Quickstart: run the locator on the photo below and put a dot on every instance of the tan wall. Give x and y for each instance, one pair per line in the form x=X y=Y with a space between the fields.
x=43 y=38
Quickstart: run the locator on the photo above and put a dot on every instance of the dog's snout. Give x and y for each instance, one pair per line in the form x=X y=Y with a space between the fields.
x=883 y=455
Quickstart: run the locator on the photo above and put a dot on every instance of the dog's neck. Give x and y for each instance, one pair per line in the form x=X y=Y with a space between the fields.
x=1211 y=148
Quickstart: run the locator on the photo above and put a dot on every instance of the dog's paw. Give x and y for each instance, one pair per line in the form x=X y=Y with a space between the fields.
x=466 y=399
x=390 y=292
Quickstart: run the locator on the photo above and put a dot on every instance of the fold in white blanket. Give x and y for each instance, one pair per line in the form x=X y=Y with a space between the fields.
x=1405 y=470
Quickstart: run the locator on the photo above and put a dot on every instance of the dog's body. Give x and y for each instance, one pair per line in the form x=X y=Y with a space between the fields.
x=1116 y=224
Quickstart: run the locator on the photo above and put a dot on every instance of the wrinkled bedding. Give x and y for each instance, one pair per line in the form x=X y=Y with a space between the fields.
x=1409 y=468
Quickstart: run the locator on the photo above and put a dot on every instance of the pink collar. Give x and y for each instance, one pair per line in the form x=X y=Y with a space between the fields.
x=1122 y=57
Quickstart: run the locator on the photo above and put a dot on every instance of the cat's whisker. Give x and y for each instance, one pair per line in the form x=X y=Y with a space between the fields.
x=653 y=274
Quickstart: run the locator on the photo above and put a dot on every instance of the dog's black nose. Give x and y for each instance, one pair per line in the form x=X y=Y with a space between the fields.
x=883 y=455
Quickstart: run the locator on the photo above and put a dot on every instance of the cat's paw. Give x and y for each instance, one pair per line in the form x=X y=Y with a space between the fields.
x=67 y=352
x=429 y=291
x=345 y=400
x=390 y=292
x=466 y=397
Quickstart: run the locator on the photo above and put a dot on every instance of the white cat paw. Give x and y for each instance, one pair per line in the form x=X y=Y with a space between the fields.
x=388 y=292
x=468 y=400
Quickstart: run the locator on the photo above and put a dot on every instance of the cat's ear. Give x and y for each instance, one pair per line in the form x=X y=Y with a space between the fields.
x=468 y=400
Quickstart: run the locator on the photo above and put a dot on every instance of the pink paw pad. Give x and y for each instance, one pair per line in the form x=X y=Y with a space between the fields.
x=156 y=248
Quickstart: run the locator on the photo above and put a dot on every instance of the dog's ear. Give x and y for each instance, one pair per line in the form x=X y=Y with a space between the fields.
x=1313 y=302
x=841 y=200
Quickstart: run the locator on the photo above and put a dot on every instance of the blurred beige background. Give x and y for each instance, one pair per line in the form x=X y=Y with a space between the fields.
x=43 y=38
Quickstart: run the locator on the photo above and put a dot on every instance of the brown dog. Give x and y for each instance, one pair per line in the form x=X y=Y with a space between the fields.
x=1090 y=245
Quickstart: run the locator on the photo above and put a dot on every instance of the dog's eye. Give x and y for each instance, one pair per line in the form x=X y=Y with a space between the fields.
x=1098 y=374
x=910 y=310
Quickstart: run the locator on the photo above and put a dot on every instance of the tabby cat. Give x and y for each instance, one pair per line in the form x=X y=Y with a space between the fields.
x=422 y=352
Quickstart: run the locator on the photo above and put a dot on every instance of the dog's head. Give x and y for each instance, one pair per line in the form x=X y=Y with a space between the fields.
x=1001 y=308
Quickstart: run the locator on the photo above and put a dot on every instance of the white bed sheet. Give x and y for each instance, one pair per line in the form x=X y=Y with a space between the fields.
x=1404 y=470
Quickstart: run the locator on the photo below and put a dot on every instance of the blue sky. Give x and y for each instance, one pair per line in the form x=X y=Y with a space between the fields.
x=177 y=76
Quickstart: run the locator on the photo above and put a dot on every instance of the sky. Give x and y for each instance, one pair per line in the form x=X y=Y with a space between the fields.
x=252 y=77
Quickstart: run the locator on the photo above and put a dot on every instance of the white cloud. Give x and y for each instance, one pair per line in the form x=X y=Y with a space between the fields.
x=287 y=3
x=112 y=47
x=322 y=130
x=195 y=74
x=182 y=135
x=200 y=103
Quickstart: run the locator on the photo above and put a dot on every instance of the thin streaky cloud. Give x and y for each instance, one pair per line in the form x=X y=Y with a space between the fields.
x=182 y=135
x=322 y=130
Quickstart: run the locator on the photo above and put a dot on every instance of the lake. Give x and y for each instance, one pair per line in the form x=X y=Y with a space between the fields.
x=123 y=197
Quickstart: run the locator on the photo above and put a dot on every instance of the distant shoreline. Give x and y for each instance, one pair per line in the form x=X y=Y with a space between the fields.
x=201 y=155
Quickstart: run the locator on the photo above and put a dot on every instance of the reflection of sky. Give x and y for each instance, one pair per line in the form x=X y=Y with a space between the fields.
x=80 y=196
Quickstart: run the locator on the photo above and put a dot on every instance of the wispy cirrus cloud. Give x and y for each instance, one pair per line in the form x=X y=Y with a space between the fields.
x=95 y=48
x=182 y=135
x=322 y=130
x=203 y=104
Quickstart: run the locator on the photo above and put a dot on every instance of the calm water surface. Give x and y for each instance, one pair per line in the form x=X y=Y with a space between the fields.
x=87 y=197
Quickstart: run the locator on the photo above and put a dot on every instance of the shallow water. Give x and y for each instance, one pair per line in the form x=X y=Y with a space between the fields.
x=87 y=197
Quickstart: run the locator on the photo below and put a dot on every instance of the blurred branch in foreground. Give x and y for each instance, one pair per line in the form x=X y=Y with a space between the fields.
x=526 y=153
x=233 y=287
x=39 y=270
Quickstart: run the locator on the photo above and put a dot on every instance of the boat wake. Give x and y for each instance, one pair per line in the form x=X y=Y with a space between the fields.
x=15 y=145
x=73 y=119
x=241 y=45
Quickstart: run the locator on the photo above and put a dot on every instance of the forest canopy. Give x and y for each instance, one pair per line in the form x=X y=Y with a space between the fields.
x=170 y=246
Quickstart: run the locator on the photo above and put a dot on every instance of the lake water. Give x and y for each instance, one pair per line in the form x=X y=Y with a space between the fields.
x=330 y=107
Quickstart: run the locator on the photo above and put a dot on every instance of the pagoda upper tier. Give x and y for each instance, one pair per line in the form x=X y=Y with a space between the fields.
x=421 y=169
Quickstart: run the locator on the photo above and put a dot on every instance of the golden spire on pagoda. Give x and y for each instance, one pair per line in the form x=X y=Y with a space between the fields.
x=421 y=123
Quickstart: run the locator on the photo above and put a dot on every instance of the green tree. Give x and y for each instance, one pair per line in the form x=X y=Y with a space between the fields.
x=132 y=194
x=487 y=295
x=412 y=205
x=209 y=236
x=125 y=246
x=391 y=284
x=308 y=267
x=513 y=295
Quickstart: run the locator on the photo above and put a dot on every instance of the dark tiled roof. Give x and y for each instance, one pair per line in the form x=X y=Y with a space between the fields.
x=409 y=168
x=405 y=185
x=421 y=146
************
#### [What you are asked to do]
Give back the full listing above, exactly as it reads.

#### [Response to the exercise]
Quickstart: run the locator on the photo below and put a dot on every instance of the tan wall. Give x and y for each instance, one pair per line in the form x=X y=Y with a space between the fields.
x=43 y=38
Quickstart: run the locator on the photo above and put a dot on every instance of the dog's snout. Give x and y for each instance, one pair per line in the form x=X y=Y with a space between the fields.
x=883 y=455
Quickstart: run the locator on the photo above and put a dot on every instance of the dog's neck. Give x and y for each instance, one pair per line in the form x=X y=Y with a space between the fields.
x=1211 y=148
Quickstart: run the locator on the photo above and put a dot on every instance of the dog's paw. Give x and y for each instance, one pair per line in the form x=X y=Y with a space between the fields.
x=466 y=399
x=390 y=292
Quickstart: run the locator on the photo above and put a dot on every instance of the fold in white blanket. Give x and y for each instance, one pair per line in the form x=X y=Y with a space between the fields.
x=1405 y=470
Quickstart: run the locator on the photo above and put a dot on every instance of the dog's body. Give x and y for each instance, one pair per line in the form x=X y=Y with a space between the fields.
x=1116 y=224
Quickstart: run the locator on the photo above and put a dot on every instance of the wrinkled bedding. Give x and y for each instance, one pair per line in the form x=X y=Y with a space between the fields.
x=1409 y=468
Quickstart: run the locator on the photo above and put a dot on every instance of the pink collar. Give x and y for each instance, one pair per line in the form x=X y=Y with a space between the fields.
x=1122 y=57
Quickstart: run the locator on the photo above and put a dot on every instance of the cat's whisker. Give x and y for each instance, one pair per line in the form x=X y=Y with a space between the fields.
x=653 y=274
Quickstart: run the locator on the photo above and put a dot on every instance of the dog's black nose. Give x and y for each instance, one pair per line in the form x=X y=Y with a space between the fields.
x=883 y=455
Quickstart: run the locator on the photo above and put a dot on every instance of the cat's paw. Give x and y for each instance, one pair per line in the form x=X y=Y with a space between the fields.
x=67 y=352
x=429 y=291
x=345 y=400
x=390 y=292
x=466 y=397
Quickstart: run the locator on the photo above and put a dot on every instance of the white cat paw. Give x and y for each instance, one pair per line in the form x=X y=Y with a space between the fields.
x=388 y=292
x=468 y=400
Quickstart: run the locator on the photo above and put a dot on every instance of the cat's ear. Give x and y for each instance, one pair per line in the form x=X y=Y with a space between the fields.
x=468 y=400
Quickstart: run the locator on the photo above and put a dot on every instance of the pink paw pad. Give x and y for each instance, one pair per line in the form x=X y=Y with a space between the fields.
x=156 y=248
Quickstart: run the locator on the photo above and put a dot on every instance of the dog's ear. Give x and y for each instance, one pair per line in the form x=X y=Y with a space between the fields.
x=1313 y=302
x=841 y=200
Quickstart: run the locator on the photo above and put a dot on every instance of the blurred beige background. Give x and y for each instance, one pair per line in the form x=X y=Y with a space between the fields.
x=43 y=38
Quickstart: run the locator on the photo above and put a dot on every instance of the brown dog. Give x and y for each instance, one pair per line in the form x=X y=Y with a space between the fields.
x=1090 y=245
Quickstart: run the locator on the photo above and put a dot on every instance of the dog's eye. Give x and y for each instance, one pair per line in the form x=X y=Y with a space between the fields.
x=1098 y=374
x=910 y=310
Quickstart: run the locator on the photo above and put a dot on every instance of the tabby cat. Give x and y for each instance, one pair per line in the form x=X y=Y with a space between the fields.
x=422 y=352
Quickstart: run the locator on the photo above and put a dot on every instance of the dog's head. Give x and y for each instance, one pair per line in the form x=X y=Y with a space between the fields.
x=1001 y=308
Quickstart: run the locator on the photo above and put a dot on every instance of the white bed sheet. Give x and y for each instance, one pair per line in the form x=X y=Y with a space between the fields.
x=1404 y=470
Quickstart: run the locator on the photo below and put a dot on every instance of the blue sky. Give x and y for each instance, one pair per line in the form x=X y=Y with a space between the fields.
x=177 y=76
Quickstart: run the locator on the photo above and put a dot on every instance of the sky. Give x and y for each instance, one pair per line in the form x=X y=Y with a space between the fields.
x=252 y=77
Quickstart: run the locator on the photo above and put a dot on every instance of the white cloud. Give x and y for each instance, one pair per line in the form x=X y=Y with a space between the fields.
x=287 y=3
x=112 y=47
x=322 y=130
x=195 y=74
x=182 y=135
x=200 y=103
Quickstart: run the locator on the photo above and put a dot on every instance of the thin streaky cloud. Give x and y for each instance, one pair per line in the form x=X y=Y with a space between the fields.
x=182 y=135
x=322 y=130
Quickstart: run the locator on the photo above and put a dot on every instance of the lake. Give x and y for each instance, one pair per line in the form x=X y=Y with a space between the fields.
x=123 y=197
Quickstart: run the locator on the photo above and put a dot on every instance of the distant shoreline. Give x and y for each instance, one pair per line in the form x=X y=Y with a space between the fields.
x=201 y=155
Quickstart: run the locator on the photo above and put a dot on every instance of the reflection of sky. Give x and y for each instance, one pair per line in the form x=X y=Y with a space between the fields.
x=80 y=196
Quickstart: run the locator on the photo above and put a dot on every instance of the wispy cirrus cloud. Give x and y for each instance, one pair per line in the form x=X y=Y with a space between the fields.
x=95 y=48
x=182 y=135
x=322 y=130
x=203 y=104
Quickstart: run the locator on the photo above and put a dot on every instance of the calm water surface. Give x and y for each instance, one pair per line in the form x=X y=Y with a space between the fields.
x=87 y=197
Quickstart: run the locator on the photo above and put a dot on every instance of the shallow water. Give x and y for each instance, one pair per line in the form x=X y=Y with a space between the fields.
x=87 y=197
Quickstart: run the locator on the photo below and put a dot on every instance of the blurred branch in foreground. Give x and y for each instance, one pair per line in the form x=X y=Y with a space between the fields.
x=526 y=153
x=233 y=287
x=39 y=270
Quickstart: run the locator on the photo above and put a dot on every instance of the boat wake. Give x and y for each instance, one pair per line in the form x=X y=Y with a space between the fields.
x=15 y=145
x=73 y=119
x=241 y=45
Quickstart: run the locator on the photo above and put a dot on every instance of the forest canopy. Give x and y for each instance, one pair per line in the form x=X y=Y with a space between the fields.
x=170 y=246
Quickstart: run the locator on the photo above and put a dot on every instance of the lake water. Give x and y for each instance, one pair per line in the form x=X y=Y with a space between the fields.
x=330 y=107
Quickstart: run the locator on the photo above and put a dot on every instance of the pagoda upper tier. Give x and y for each instance, one pair per line in the form x=X y=Y with a space between the fields.
x=421 y=169
Quickstart: run the locator on the photo above and put a dot on every instance of the golden spire on pagoda. Give x and y for each instance, one pair per line in the form x=X y=Y with a space between the fields.
x=421 y=123
Quickstart: run the locator on the photo above and put a dot on every instance of the green tree. Give x and y for each instance, one pair per line in the form x=X y=Y with a space between the fields.
x=132 y=194
x=487 y=295
x=412 y=205
x=209 y=236
x=125 y=246
x=391 y=284
x=308 y=267
x=513 y=295
Quickstart: run the locator on the photo above and put a dot on every instance of the dark tiled roof. Give x and y for each instance, one pair per line in the form x=X y=Y with a space between the fields.
x=409 y=168
x=405 y=185
x=421 y=146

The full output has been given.